## Task item
Please return each entry that follows exactly as written, and keep the pictures out.
++++ Given data
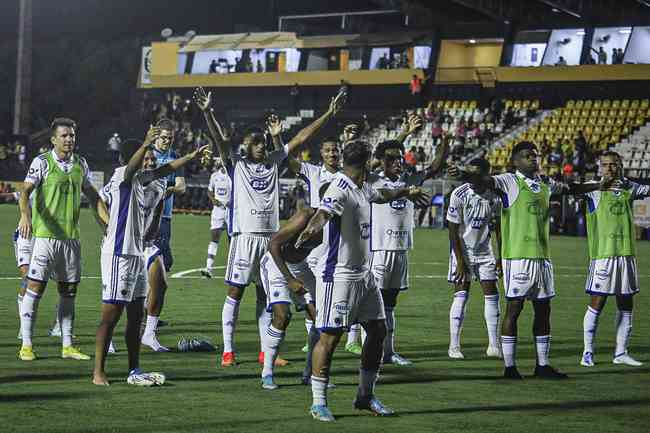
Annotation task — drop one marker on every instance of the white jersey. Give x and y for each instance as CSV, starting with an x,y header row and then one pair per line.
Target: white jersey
x,y
473,213
220,185
255,202
347,234
392,223
153,194
126,203
315,176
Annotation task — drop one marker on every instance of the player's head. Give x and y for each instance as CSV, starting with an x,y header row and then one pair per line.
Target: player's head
++++++++
## Written solution
Annotation task — drop one marker on every instance of the white jersey. Give x and y for each instance as CSV, starting with an x,y header row and then one pair per line.
Target: white jersey
x,y
473,213
220,185
255,202
347,234
392,223
153,194
126,203
315,176
Annotation task — drop one marker on every instance of the player's head. Give x and y for each instance as CSV, starting with an x,y header row and then one pair per line.
Target: player's head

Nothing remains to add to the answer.